* [Input]

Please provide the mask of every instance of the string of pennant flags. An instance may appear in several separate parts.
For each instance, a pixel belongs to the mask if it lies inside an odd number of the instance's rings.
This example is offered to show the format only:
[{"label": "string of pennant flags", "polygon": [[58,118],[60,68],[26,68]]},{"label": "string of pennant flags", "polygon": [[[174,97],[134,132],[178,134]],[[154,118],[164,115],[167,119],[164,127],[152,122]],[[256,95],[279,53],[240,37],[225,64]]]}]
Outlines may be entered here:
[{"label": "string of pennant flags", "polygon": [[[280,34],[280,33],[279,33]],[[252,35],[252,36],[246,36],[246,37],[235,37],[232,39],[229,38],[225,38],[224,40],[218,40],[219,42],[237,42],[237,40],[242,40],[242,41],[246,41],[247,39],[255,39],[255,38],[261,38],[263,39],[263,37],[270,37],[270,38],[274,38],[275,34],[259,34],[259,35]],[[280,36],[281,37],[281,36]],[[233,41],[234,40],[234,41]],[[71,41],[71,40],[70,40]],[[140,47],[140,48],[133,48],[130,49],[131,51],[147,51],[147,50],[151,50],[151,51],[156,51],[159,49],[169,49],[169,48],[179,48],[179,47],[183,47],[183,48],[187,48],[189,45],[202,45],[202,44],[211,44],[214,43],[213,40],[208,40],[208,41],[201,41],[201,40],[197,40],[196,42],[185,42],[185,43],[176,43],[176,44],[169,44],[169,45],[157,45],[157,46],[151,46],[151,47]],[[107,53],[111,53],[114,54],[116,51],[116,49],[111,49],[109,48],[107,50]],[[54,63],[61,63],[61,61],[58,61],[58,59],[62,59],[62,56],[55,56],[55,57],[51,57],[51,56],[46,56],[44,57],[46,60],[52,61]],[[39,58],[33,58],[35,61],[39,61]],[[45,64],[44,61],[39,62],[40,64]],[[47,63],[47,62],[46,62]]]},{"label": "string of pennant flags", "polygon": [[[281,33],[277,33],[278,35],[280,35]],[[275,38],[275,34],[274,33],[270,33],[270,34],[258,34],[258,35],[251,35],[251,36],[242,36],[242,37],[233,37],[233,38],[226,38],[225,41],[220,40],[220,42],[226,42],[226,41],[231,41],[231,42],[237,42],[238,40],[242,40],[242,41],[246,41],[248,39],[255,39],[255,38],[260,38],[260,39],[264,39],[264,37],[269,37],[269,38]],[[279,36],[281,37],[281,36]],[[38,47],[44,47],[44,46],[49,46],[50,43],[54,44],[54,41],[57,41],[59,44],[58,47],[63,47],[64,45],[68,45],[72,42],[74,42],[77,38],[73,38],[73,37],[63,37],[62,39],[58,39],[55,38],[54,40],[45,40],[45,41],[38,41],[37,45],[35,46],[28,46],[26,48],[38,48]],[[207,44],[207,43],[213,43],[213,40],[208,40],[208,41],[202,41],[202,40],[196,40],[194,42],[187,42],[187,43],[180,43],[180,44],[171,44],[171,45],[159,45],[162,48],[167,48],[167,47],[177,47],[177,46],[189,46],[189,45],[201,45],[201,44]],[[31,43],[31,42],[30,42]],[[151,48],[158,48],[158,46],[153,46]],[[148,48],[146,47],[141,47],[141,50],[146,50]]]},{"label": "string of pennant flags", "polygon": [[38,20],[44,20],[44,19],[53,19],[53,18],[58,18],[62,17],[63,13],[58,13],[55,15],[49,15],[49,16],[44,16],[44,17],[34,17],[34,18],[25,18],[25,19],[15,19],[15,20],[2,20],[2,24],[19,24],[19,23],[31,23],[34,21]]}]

* [Do this] Could you repeat the records above with every "mask" swapped for "region" and everything else left unchanged?

* [Solution]
Please provide the region of every instance of the string of pennant flags. An instance may appear in several separate parts.
For each instance, a pixel belongs to the region if it lies inside an odd number of the instance's rings.
This example is offered to show the format only:
[{"label": "string of pennant flags", "polygon": [[58,118],[60,68],[26,68]]},{"label": "string of pennant flags", "polygon": [[[174,97],[134,132],[178,134]],[[154,118],[164,115],[167,119],[164,127],[152,122]],[[256,95],[279,53],[240,37],[225,64]]]}]
Outlines may be entered here:
[{"label": "string of pennant flags", "polygon": [[[280,34],[280,33],[279,33]],[[252,35],[252,36],[246,36],[246,37],[235,37],[232,39],[229,38],[225,38],[224,40],[218,40],[219,42],[237,42],[237,40],[242,40],[242,41],[246,41],[247,39],[255,39],[255,38],[261,38],[263,39],[263,37],[270,37],[270,38],[274,38],[275,34],[259,34],[259,35]],[[280,36],[281,37],[281,36]],[[233,41],[234,40],[234,41]],[[71,41],[71,40],[70,40]],[[140,47],[140,48],[133,48],[130,49],[131,51],[147,51],[147,50],[151,50],[151,51],[156,51],[159,49],[169,49],[169,48],[179,48],[179,47],[183,47],[183,48],[187,48],[189,45],[202,45],[202,44],[211,44],[214,43],[213,40],[208,40],[208,41],[201,41],[201,40],[197,40],[196,42],[185,42],[185,43],[176,43],[176,44],[169,44],[169,45],[157,45],[157,46],[151,46],[151,47]],[[107,53],[111,53],[114,54],[116,51],[116,49],[111,49],[109,48],[107,50]],[[54,63],[61,63],[61,61],[58,61],[58,59],[62,59],[62,56],[55,56],[55,57],[51,57],[51,56],[46,56],[44,57],[46,60],[52,61]],[[39,58],[33,58],[35,61],[39,61]],[[45,64],[44,61],[39,62],[40,64]],[[47,63],[47,62],[46,62]]]},{"label": "string of pennant flags", "polygon": [[[281,33],[277,33],[278,35],[280,35]],[[275,38],[275,34],[274,33],[270,33],[270,34],[258,34],[258,35],[251,35],[251,36],[242,36],[242,37],[233,37],[233,38],[226,38],[225,41],[220,40],[220,42],[226,42],[226,41],[231,41],[231,42],[237,42],[238,40],[242,40],[242,41],[246,41],[248,39],[255,39],[255,38],[260,38],[260,39],[264,39],[264,37],[269,37],[269,38]],[[279,36],[281,37],[281,36]],[[38,47],[44,47],[44,46],[49,46],[50,43],[54,44],[54,41],[57,41],[59,44],[58,47],[63,47],[64,45],[68,45],[72,42],[74,42],[77,38],[73,38],[73,37],[63,37],[62,39],[58,39],[55,38],[54,40],[45,40],[45,41],[38,41],[37,45],[35,46],[28,46],[26,48],[38,48]],[[207,44],[207,43],[213,43],[213,40],[208,40],[208,41],[202,41],[202,40],[196,40],[194,42],[187,42],[187,43],[180,43],[180,44],[171,44],[171,45],[159,45],[162,48],[167,48],[167,47],[177,47],[177,46],[189,46],[189,45],[201,45],[201,44]],[[31,43],[31,42],[30,42]],[[151,48],[158,48],[158,46],[153,46]],[[148,48],[146,47],[141,47],[141,50],[146,50]]]},{"label": "string of pennant flags", "polygon": [[38,20],[44,20],[44,19],[53,19],[53,18],[58,18],[62,17],[63,13],[58,13],[55,15],[49,15],[49,16],[44,16],[44,17],[34,17],[34,18],[25,18],[25,19],[15,19],[15,20],[2,20],[2,24],[19,24],[19,23],[31,23],[34,21]]}]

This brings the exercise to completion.